Selected passage =>
►

United States District Court, Eastern District of California
Sep 27, 2024
1:23-cv-01505-JLT-SAB (PC) (E.D. Cal. Sep. 27, 2024)

Opinion

1:23-cv-01505-JLT-SAB (PC)

09-27-2024

JAIME CESAR GONZALEZ, Plaintiff, v. JOON KEE JAMES, et al. Defendants.


FINDINGS AND RECOMMENDATION RECOMMENDING DEFENDANTS' MOTION TO SET ASIDE ENTRY OF DEFAULT BE GRANTED

(ECF NO. 22)

Plaintiff is proceeding pro se and in forma pauperis in this action filed pursuant to 42 U.S.C. § 1983.

Currently before the Court is Defendants' motion to set aside the entry of default, filed August 20, 2024. (ECF No. 22.)

I.

BACKGROUND

This action is proceeding against Defendants Joon Kee James, Sabrina M. Kurezeski, and Gerald Edwards for deliberate indifference to Plaintiff's serious medical need.

On August 15, 2024, the Court granted Defendant Vu Quang Huynh's motion to dismiss. (ECF No. 21.)

On March 29, 2024, the summons were returned executed as to Defendants Joon Kee James, Sabrina M. Kurczeski (erroneously sued as Sabrina M. Kurezeski), and Gerald Edwards. (ECF No. 14.) These Defendants did not timely respond to the complaint, despite being personally served with process. (ECF No. 14.) Therefore, on July 2, 2024, the Court entered default as to these Defendants. (ECF No. 17.)

On August 20, 2024, Defendants Kurczeski and Edwards filed a motion to set aside the entry of default. (ECF No. 21.) Plaintiff has not filed an opposition and the time to do so has passed. Local Rule 230(1).

II.

◄

Source information =>
►

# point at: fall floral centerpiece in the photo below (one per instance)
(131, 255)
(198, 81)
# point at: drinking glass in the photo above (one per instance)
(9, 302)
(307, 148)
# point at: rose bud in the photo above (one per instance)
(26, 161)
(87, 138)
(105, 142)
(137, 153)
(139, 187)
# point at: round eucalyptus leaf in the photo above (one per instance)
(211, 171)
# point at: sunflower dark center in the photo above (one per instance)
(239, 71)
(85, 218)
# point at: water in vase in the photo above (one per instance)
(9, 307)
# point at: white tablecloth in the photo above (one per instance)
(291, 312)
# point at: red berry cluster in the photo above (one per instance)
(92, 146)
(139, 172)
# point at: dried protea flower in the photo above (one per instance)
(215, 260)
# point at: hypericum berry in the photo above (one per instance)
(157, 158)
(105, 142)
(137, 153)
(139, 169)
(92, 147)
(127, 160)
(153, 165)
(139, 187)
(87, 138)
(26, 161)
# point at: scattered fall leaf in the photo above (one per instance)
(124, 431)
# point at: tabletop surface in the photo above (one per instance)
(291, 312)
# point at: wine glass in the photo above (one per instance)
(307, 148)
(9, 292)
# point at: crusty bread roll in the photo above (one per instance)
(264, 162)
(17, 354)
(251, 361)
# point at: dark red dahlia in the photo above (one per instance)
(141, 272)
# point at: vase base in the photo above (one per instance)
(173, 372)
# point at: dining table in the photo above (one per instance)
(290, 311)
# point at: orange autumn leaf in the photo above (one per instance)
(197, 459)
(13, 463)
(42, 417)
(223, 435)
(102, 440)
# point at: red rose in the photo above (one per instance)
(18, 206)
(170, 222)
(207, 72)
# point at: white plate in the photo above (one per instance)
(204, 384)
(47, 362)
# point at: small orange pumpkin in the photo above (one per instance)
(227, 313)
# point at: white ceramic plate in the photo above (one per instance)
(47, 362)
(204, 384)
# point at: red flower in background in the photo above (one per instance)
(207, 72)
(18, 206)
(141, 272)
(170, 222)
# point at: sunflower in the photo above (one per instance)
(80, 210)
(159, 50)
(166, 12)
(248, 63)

◄

What this task involves =>
Pick up the court findings on setting aside the default and carry them on from the point where they stop. The records have nothing to do with the court findings.

Answer space =>
DISCUSSION

Federal Rule of Civil Procedure Rule 55(c) provides that a “court may set aside an entry of default for good cause.” Fed.R.Civ.P. 55(c). “The ‘good cause' standard that governs vacating an entry of default under Rule 55(c) is the same standard that governs vacating a default judgment under Rule 60(b).” Franchise Holding II, LLC. v. Huntington Rests. Grp., Inc., 375 F.3d 922, 925 (9th Cir. 2004). In analyzing “good cause,” the Court considers three factors: “(1) whether the party seeking to set aside the default engaged in culpable conduct that led to the default; (2) whether it had no meritorious defense; or (3) whether reopening the default would prejudice the other party.” United States v. Signed Pers. Check No. 730 of Yubran S. Mesle, 615 F.3d 1085, 1091 (9th Cir. 2010) (alterations and internal quotation marks omitted) (quoting Franchise Holding II, 375 F.3d at 925-26). This standard “is disjunctive, such that a finding that any one of these factors is true is sufficient reason for the district court to refuse to set aside the default.” Id. The moving party bears the burden of demonstrating that these factors favor setting aside the default. See Franchise Holding II, 375 F.3d at 926.

“[D]efault judgments are generally disfavored; whenever it is reasonably possible, cases should be decided on their merits.” Schwab v. Bullock's Inc., 508 F.2d 353, 355 (9th Cir. 1974). See also Falk v. Allen, 739 F.2d 461, 463 (9th Cir. 1984) (“[J]udgment by default is a drastic step appropriate only in extreme circumstances; a case should, whenever possible, be decided on the merits.”).

Defendants argue that their failure to timely respond to the first amended complaint is not the product of willful or culpable conduct, they have a meritorious defense to the allegations made against them in this action, and Plaintiff will not be prejudiced by an order setting aside the entry of default. (ECF No. 21 at 2.) The Court agrees.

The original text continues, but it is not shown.